Task to complete
Find each line in the records below that contains the word "Target" and copy those lines out in full.

Input material

_ _ _ _

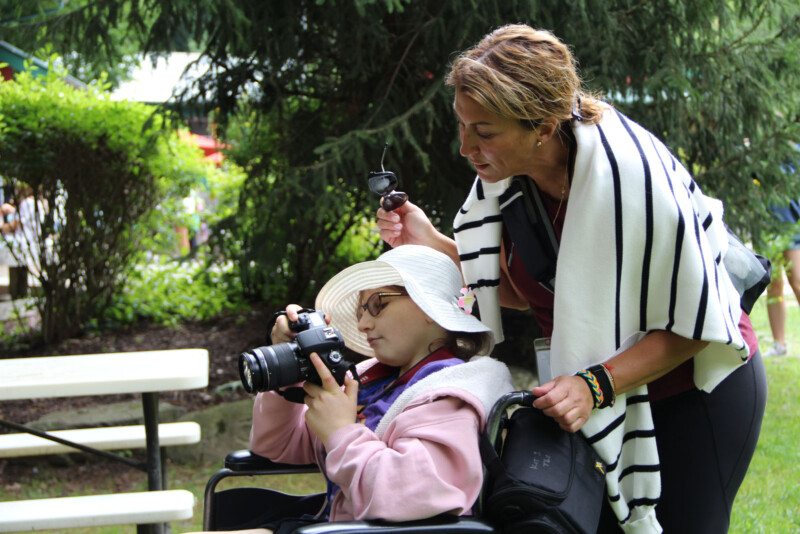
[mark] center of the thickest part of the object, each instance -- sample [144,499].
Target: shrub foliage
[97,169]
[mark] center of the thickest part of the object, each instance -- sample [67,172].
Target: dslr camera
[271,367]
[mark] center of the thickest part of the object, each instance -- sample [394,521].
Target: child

_ _ _ _

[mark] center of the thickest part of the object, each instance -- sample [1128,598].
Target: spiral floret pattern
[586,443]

_ _ _ _

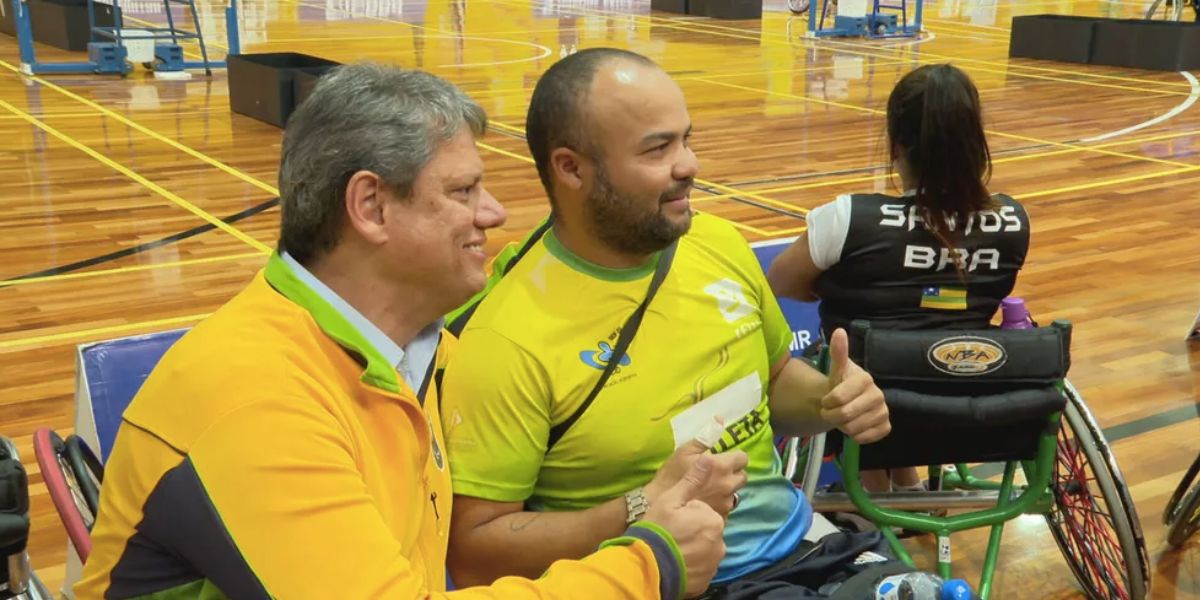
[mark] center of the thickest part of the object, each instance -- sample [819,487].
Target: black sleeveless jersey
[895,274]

_ _ _ _

Full output
Target: shrub foliage
Target: dslr camera
Target: child
Target: spiral floret pattern
Target: black sleeveless jersey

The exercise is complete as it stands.